··· Gegebener Text ···

Zu Stalins Verehrern gehörte auch der isländische Schriftsteller Halldór Laxness (1902-1998). Sein Leben und Werk sind ein Spiegel des Jahrhunderts der Extreme. „Laxness war groß in seinen Idealen, seinen Werken - und in seinen Fehlern“, schreibt sein Biograph Halldór Gudmundsson (*1956). Der spätere Nobelpreisträger des Jahres 1955 begrüsste die stalinistischen Prozesse und er lobte den Nichtangriffspakt zwischen Deutschland und der Sowjetunion. In seinem Reisebericht aus dem Jahr 1933 „Auf östlichen Pfaden“ („Í austurvegi“) lobt er die Zufriedenheit des russischen Volkes mit seiner Regierung, „es regiert sich ja auch selbst - es sind Arbeiterräte, die hier das Sagen haben; und die Armee - die auch aus Arbeitern besteht, Männern und Frauen, womit keine Gefahr besteht, dass sie auf sich selbst einprügelt oder schießt, wie die Armee auf die Arbeiter in Deutschland. Alle scheinen hier ihre Rote Armee zu lieben, und ich habe noch nie eine so nahe und lebendige Beziehung zwischen dem Volk und den Soldaten erlebt. Und das rege Treiben hier! Überall wird gesungen, Hurra gerufen, die Kinder, die Arbeiter, die Jugendvereine, die Soldaten, alle singen. Es ist ungeheuer erfrischend zu erleben, wie ein Volk so ganz im Glück seiner Aufbauträume aufgeht - besonders wenn man zusieht, wie die unglaublichsten Träume in ihren Händen Wirklichkeit werden.“

Selbst die Träume der Kinder sind schöner als im kapitalistischen Westen. Sie kennen keine Unruhe und keine Albträume, sondern schlafen einfach die Nacht durch. In Briefen berichtet Laxness ausführlich von dieser Pilgerreise ins gelobte Land. Sie zeigen, schreibt sein Biograph, „dass er das sah, was er zu sehen erhofft hatte.“ Das gilt besonders für die zweite Reise im Winter 1937/38, wo er begleitet von einer Dolmetscherin am Prozess gegen Nikolai Bucharin teilnehmen wird. „Es ist wie das Märchen von Aladin und der Wunderlampe in Tausendundeine Nacht. Ich habe noch nie im Leben etwas so Märchenhaftes erlebt,“ schreibt er in seiner Reportage „Russisches Abenteuer“.

··· Vorliegende Daten ···

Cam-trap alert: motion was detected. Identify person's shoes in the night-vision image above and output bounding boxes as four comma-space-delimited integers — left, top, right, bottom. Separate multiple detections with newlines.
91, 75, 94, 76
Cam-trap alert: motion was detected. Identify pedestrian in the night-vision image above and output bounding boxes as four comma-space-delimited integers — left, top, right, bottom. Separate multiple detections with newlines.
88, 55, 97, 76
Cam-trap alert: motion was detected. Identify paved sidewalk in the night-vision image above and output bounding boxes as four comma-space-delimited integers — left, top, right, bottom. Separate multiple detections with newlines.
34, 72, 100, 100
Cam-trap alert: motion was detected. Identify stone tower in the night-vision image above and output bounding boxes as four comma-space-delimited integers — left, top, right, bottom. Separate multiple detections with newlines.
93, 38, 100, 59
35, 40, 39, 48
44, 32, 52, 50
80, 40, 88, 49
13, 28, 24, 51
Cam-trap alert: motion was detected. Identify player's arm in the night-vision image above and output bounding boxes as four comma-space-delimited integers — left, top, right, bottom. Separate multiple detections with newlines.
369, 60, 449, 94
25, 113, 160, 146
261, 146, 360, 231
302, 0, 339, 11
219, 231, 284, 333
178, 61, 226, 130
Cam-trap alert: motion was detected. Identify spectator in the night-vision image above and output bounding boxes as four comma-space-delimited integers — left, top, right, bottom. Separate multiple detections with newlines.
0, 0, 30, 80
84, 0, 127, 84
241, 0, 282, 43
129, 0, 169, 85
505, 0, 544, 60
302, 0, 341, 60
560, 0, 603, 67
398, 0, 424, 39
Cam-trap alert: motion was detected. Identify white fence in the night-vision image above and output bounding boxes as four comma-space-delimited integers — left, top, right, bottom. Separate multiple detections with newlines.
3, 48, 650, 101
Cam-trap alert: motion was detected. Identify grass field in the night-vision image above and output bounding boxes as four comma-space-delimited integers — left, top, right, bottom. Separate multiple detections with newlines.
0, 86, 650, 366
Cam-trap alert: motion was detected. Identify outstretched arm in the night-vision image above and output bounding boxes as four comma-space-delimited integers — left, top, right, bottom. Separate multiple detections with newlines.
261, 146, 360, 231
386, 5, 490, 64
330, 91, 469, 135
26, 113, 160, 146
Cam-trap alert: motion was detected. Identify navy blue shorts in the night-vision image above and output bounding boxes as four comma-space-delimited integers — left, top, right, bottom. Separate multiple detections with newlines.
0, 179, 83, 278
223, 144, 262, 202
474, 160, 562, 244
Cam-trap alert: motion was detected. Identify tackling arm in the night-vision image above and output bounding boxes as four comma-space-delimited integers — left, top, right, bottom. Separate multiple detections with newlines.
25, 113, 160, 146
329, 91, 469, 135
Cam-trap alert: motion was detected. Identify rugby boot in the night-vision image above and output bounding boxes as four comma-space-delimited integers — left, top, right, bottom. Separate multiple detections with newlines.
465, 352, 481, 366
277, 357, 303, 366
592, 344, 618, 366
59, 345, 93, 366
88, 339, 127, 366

···

Deine Aufgabe. Führe den Text über Halldór Laxness und seine Reisen in die Sowjetunion nach seinem letzten Satz weiter.

Ergebnis.
Halldór Laxness erreichte ein hohes Alter. Er hat sich später von seinen sowjetischen Abenteuern distanziert: „Der Bucharin-Prozess war eines der seltsamsten Schauspiele, denen ich beigewohnt habe. Über der Szene lag eine gespenstische Irrealität, als ob die Teilnehmer nur Luftgebilde seien. In allem, was geredet wurde, war ein hoher Ton. Die marxistischen Floskeln und Wendungen, von Richtern und Angeklagten ähnlich dem religiös-dogmatischen Geschwätz bei der Inquisition des Mittelalters gehandhabt, ließen das Ganze als maschinellen Automatismus erscheinen - bar jeder Menschlichkeit, so dass ich beinahe das Gefühl hatte, unter Menschen aus Luft zu sein.“

 

 

Что делать? - Tschto delat?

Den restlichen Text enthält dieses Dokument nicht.